The records that follow are to be transcribed word for word.

Dataset entries
******

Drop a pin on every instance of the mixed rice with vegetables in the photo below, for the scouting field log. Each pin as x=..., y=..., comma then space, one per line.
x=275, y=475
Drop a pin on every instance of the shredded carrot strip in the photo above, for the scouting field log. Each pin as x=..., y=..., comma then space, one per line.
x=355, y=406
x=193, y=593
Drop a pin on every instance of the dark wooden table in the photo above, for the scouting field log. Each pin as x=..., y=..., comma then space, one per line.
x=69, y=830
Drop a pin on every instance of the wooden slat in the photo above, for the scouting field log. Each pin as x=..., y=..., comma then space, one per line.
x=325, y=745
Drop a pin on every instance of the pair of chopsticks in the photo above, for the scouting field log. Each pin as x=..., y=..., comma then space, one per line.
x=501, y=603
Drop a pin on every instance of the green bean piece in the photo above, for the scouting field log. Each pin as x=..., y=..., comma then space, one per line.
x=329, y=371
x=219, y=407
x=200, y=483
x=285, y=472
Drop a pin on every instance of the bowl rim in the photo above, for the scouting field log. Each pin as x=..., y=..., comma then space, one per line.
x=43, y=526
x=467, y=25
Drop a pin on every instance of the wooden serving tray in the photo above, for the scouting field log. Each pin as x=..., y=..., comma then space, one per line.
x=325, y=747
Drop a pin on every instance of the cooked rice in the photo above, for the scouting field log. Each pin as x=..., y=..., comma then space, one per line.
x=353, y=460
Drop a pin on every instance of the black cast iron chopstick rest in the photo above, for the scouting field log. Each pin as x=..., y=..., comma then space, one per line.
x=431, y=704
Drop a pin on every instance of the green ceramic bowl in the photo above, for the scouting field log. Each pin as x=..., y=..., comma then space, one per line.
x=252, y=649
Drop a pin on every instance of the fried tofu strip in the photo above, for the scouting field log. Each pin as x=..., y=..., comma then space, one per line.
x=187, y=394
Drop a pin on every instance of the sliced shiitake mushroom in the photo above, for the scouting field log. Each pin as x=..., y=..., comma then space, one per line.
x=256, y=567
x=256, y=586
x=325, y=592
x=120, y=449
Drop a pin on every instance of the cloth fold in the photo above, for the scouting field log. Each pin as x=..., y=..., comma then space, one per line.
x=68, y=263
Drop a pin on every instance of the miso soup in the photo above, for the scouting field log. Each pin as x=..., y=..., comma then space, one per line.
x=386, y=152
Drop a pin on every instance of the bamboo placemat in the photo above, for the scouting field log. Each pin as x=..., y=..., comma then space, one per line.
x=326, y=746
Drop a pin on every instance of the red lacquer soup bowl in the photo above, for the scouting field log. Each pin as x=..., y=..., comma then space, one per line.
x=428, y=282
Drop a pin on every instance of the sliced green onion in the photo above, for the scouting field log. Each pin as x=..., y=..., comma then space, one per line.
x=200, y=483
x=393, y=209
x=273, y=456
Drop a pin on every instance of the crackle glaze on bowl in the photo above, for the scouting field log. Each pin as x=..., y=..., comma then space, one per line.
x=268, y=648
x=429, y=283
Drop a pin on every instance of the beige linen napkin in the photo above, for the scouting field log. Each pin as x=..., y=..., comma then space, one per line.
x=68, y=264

******

Answer section
Drop a pin on every instance of the mixed rice with vegetables in the photo below, for the scouting field log. Each pin as x=..., y=..., comma then space, one per line.
x=275, y=475
Drop a pin on every instance of the shredded carrot strip in the photo above, for the scouting field log. Each pin as x=..., y=..., comma then space, one per line.
x=355, y=406
x=193, y=593
Drop a pin on every instance of the dark wooden table in the photo above, for the scouting field log. Each pin as x=..., y=..., comma then space, one per line.
x=69, y=830
Drop a pin on every instance of the wooden slat in the photo above, for the scouting field log. Each pin as x=..., y=..., comma then space, one per line.
x=325, y=745
Drop a pin on every instance of the pair of chopsticks in the photo above, for the scouting field log. Each pin as x=..., y=..., comma then space, one per line.
x=501, y=603
Drop a pin on every instance of the green bean piece in the photo above, for the scouting field log. Each pin as x=..., y=..., comma then space, one per line.
x=329, y=371
x=219, y=407
x=200, y=483
x=285, y=472
Drop a pin on every instance of the bowl rim in the photo above, for the scouting field log. Each pin as x=..., y=..., comma then space, one per line.
x=43, y=526
x=467, y=25
Drop a pin on every instance of the wooden serving tray in the photo above, for the scouting field log. Each pin as x=..., y=..., comma then space, one per line.
x=325, y=747
Drop a pin on every instance of the cooked rice in the photo above, for the scouting field log. Each pin as x=..., y=..., comma then space, one per line.
x=353, y=460
Drop a pin on every instance of the black cast iron chopstick rest in the photo above, for the scouting field log. Each pin as x=..., y=..., comma then space, one per line.
x=431, y=704
Drop a pin on every instance of the green ceramic bowl in the photo above, for the scouting field log. Each pin as x=..., y=..., comma then space, one per line.
x=252, y=649
Drop a pin on every instance of the fried tofu strip in the photo above, for the scouting field log. Each pin as x=..., y=..., comma then space, one per line.
x=187, y=394
Drop a pin on every instance of the sliced shiitake mushroom in the photo above, for the scouting field log. Each pin as x=..., y=..., comma then space, one per line.
x=256, y=567
x=256, y=586
x=325, y=592
x=120, y=449
Drop a pin on every instance of the cloth fold in the photo above, for the scouting field log. Each pin as x=..., y=..., comma then space, one per line.
x=68, y=263
Drop a pin on every instance of the miso soup in the photo above, for the scouting field log. Each pin as x=..., y=..., comma then space, one per line.
x=386, y=152
Drop a pin on every instance of the bamboo placemat in the photo above, for the scouting field log. Each pin as x=..., y=..., comma then space, one per line.
x=326, y=746
Drop a pin on every instance of the red lacquer soup bowl in the photo above, for the scouting field log. Each pin as x=..., y=..., comma then space, one per line.
x=428, y=282
Drop a pin on every instance of the sliced green onion in the photo above, for the scouting field log. Each pin as x=..., y=..., comma then space, one per line.
x=200, y=483
x=393, y=209
x=273, y=456
Drop a pin on every instance of the crackle glaze on bowl in the photo above, for the scouting field log. Each pin as x=..., y=..., comma then space, one per line.
x=268, y=648
x=429, y=283
Drop a pin on every instance of the beige linen napkin in the photo above, for the scouting field log. Each pin as x=..., y=..., comma then space, one per line.
x=68, y=264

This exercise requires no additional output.